**THE TASK**
In your reply, reproduce the lines from the first one below to the line containing "the rocky outcrop", inclusive, exactly as they stand.
** Opening INPUT MATERIAL block **
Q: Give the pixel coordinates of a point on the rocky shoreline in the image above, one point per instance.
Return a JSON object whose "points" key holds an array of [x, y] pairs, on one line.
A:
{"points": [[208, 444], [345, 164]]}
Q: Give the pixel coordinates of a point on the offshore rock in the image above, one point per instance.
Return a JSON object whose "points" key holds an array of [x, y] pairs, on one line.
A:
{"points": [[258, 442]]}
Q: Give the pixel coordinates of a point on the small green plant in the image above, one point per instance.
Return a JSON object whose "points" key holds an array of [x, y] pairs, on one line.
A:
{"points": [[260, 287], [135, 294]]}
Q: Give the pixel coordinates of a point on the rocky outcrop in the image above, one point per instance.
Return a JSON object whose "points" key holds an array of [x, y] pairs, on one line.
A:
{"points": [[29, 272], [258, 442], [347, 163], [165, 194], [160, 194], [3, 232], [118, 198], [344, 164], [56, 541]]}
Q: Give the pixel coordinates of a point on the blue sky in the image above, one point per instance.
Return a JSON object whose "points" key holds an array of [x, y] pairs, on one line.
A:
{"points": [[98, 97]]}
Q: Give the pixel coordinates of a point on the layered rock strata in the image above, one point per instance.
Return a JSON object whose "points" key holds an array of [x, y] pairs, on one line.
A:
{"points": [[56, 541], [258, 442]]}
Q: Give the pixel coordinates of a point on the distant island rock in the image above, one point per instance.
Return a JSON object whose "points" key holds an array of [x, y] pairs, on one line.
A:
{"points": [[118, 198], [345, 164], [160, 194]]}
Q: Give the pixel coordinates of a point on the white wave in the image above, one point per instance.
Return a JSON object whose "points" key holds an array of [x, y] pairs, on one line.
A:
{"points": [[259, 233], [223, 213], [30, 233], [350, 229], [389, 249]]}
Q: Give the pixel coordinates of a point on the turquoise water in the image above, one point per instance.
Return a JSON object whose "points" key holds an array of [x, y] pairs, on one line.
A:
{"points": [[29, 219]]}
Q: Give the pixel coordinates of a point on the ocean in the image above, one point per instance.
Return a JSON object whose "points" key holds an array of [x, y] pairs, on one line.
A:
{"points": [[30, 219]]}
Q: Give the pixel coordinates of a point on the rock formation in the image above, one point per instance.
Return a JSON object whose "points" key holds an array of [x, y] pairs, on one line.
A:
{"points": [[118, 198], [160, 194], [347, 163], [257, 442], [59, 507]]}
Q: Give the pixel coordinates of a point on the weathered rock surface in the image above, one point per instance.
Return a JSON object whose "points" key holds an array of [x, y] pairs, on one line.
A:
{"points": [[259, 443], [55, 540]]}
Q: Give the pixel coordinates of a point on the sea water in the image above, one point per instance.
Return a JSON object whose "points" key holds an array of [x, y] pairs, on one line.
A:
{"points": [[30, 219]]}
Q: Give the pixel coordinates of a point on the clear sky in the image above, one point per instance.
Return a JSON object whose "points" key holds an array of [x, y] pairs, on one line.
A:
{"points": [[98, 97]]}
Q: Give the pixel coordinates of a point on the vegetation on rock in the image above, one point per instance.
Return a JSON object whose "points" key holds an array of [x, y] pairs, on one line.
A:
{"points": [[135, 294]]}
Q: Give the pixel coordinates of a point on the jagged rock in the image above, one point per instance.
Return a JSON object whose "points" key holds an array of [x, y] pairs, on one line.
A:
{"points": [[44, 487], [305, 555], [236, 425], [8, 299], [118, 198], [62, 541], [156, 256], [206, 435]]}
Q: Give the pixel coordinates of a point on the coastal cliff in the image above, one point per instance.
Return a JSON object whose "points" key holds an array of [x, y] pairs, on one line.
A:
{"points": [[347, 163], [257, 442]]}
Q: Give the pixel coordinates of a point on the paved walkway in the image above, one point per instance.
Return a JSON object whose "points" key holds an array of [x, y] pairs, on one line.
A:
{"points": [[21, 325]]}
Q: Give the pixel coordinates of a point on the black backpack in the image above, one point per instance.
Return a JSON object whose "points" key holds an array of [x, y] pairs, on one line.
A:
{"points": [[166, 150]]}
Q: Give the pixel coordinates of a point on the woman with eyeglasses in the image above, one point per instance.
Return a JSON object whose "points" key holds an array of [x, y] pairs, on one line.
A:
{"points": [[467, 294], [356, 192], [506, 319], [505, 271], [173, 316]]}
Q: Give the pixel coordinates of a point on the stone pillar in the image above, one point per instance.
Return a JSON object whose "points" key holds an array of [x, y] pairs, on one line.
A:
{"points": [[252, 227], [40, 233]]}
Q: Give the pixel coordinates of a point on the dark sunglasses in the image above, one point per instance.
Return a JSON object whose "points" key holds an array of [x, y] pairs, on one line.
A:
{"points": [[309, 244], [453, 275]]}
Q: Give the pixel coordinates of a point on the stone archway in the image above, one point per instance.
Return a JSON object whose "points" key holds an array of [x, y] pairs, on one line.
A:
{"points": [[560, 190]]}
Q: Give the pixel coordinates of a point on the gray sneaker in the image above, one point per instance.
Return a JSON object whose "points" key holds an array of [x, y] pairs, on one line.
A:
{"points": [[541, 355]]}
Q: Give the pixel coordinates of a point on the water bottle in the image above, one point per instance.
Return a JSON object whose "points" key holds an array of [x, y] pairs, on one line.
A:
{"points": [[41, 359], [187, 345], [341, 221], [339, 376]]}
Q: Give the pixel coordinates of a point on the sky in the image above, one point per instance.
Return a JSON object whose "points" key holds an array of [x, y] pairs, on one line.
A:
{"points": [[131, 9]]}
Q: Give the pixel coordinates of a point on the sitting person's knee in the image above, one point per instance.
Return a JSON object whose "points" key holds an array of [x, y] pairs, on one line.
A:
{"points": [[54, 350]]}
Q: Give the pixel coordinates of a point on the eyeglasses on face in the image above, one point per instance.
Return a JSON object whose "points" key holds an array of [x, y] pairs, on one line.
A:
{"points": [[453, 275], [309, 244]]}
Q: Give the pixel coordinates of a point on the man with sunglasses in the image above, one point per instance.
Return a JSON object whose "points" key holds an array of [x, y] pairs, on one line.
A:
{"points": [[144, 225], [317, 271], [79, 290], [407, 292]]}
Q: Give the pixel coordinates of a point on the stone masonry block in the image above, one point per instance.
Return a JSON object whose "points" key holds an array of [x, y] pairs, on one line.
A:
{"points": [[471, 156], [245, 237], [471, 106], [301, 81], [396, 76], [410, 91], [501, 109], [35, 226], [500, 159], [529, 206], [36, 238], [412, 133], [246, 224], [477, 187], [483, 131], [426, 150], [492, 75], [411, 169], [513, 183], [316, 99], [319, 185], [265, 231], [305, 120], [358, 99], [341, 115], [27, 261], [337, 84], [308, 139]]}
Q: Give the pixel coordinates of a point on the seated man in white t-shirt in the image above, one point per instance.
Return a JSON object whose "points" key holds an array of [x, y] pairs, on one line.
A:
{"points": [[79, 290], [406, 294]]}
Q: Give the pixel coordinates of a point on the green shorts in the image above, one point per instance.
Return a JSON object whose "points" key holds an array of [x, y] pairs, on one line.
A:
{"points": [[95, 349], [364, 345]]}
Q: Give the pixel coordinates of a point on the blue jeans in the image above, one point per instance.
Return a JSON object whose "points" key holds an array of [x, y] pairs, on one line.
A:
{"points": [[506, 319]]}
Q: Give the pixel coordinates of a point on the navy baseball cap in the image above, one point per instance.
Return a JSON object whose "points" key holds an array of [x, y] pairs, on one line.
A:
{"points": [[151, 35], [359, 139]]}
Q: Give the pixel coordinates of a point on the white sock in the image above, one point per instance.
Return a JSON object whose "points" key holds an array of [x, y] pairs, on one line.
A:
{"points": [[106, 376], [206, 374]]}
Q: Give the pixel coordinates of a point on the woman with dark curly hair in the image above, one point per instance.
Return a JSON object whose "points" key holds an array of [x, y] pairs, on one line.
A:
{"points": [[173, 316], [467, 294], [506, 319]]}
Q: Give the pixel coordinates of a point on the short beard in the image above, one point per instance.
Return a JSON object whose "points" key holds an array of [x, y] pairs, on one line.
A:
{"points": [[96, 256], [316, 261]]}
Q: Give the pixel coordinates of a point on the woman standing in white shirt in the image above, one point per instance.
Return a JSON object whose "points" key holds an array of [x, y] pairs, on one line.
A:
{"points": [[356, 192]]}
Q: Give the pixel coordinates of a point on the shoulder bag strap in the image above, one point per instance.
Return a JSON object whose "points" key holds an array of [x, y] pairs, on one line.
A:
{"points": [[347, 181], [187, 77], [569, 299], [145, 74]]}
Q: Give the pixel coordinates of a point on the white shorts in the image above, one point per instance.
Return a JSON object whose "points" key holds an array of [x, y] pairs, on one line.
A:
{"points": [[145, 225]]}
** Closing INPUT MATERIAL block **
**RESPONSE TO THIS EXERCISE**
Q: Give the pixel coordinates of a point on the rocky shoreline in the image above, one point per instance.
Return a JSON object whose "points" key holds an array of [x, y] pairs, on one line.
A:
{"points": [[208, 444], [345, 164]]}
Q: Give the pixel coordinates of a point on the offshore rock in the image above, one point per instance.
Return a JSON object whose "points" key holds an array of [x, y] pairs, on one line.
A:
{"points": [[258, 442]]}
Q: Give the pixel coordinates of a point on the small green plant in the image above, one point per instance.
Return a JSON object whose "points" key holds an array of [x, y] pairs, on one line.
A:
{"points": [[260, 287], [135, 294]]}
Q: Give the pixel coordinates of a point on the rocky outcrop in the image above, one point per instance.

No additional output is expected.